Transcribe every entry word for word, but skip the images.

-- BEGIN Records for the task --

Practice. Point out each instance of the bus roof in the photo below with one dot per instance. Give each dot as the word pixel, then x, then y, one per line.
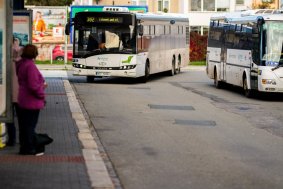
pixel 163 17
pixel 248 16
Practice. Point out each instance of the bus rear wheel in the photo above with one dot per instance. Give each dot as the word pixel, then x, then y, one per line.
pixel 247 92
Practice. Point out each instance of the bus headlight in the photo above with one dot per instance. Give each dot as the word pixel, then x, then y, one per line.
pixel 268 81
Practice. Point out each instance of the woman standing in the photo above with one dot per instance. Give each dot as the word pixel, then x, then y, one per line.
pixel 31 100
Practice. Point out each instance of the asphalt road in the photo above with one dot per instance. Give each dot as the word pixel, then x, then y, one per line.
pixel 181 132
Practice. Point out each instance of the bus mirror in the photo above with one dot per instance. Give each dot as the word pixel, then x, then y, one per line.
pixel 255 30
pixel 67 28
pixel 140 30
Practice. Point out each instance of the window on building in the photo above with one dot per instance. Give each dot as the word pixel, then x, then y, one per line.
pixel 208 5
pixel 139 2
pixel 195 5
pixel 239 2
pixel 163 4
pixel 223 5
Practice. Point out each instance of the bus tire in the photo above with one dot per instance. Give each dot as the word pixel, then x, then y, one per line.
pixel 217 83
pixel 89 79
pixel 247 92
pixel 144 78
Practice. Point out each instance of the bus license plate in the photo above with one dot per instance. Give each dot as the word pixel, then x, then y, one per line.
pixel 102 73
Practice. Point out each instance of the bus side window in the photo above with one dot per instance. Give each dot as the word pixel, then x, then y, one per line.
pixel 255 45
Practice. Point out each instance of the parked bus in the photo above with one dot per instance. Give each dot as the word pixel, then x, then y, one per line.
pixel 125 44
pixel 246 51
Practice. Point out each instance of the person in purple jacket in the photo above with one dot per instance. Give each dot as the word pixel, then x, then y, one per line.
pixel 31 99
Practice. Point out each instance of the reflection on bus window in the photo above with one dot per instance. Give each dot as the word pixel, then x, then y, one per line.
pixel 110 39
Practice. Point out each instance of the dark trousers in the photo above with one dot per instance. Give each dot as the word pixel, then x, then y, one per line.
pixel 11 128
pixel 27 124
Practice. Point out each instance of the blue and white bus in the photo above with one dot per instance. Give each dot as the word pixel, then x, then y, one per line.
pixel 129 44
pixel 246 51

-- END Records for the task --

- Task solution
Practice. Point out each instance of the bus roof in the photo below with one dot per instance. Give each dot as the word pixel, then x, then y, one per line.
pixel 163 17
pixel 248 16
Practice. Point out each instance of the bus rear wheel in the photo above with one dot per instance. Give each dot as the word pixel, then x, then y, one per line.
pixel 247 92
Practice. Point out each instance of the bus headlight in the photo above with one dot per instance. Give each dot as the word pixel, then x, then y, one per line.
pixel 268 81
Practice. Point out each instance of the woman standing in the photo above with one dot per instance. Give each dot as the word pixel, then x, then y, one per line.
pixel 31 100
Practice. Point out each instance of the asphalt road in the photo above with one dot per instance. Give each dot as the word pixel, then x, then y, one per line.
pixel 181 132
Practice. Point out each instance of the bus mirror in the photo above with one dot per instance. Give each dot as the word pixel, then x, then y, one per line.
pixel 255 30
pixel 67 28
pixel 140 30
Practice. Point out each instance of the window on building in the photo above with one dot per instance. Give each dot as the word pixel, then x, then y, one per line.
pixel 208 5
pixel 139 2
pixel 195 5
pixel 239 2
pixel 163 4
pixel 223 5
Practice. Point out each instance of the bus tire in the photo above with one dot per instance. Give each dot as the word pixel, then x, then y, one per line.
pixel 217 83
pixel 89 79
pixel 247 92
pixel 144 78
Practice. Point out each instance of the bus license plate in the photo above with one dot per instance. Give each dot as the word pixel, then x, then y, one per line.
pixel 102 73
Practice. Point out each instance of the bus side window in the photo above with one dot per instance. Give each dot as the word pixel, then x, then y, one per line.
pixel 255 45
Practice. Point out each instance of the parked bus in the photo above with one dot per instance. Give each dot as the word pixel, then x, then y, one per line.
pixel 125 44
pixel 246 51
Practice. Point out each instance of the person in purple jacket in the photo above with one dot per instance. Give each dot as the word pixel, then x, then y, one per line.
pixel 31 99
Practice. Point out each instance of the reflection on bus window in the photo above with one dot per instance. Give each dot as the word pixel, then x, then y, one per line.
pixel 110 39
Practice. Point out each instance of the dark trousers in the photo above with one dot per instance. Give each dot as the word pixel, then x, then y, one per line.
pixel 11 128
pixel 27 124
Practice. Point out each instance of the blue and white bus in the photo above with one dot per instance. Give each dot as the word pixel, then x, then y, one per line.
pixel 129 44
pixel 246 51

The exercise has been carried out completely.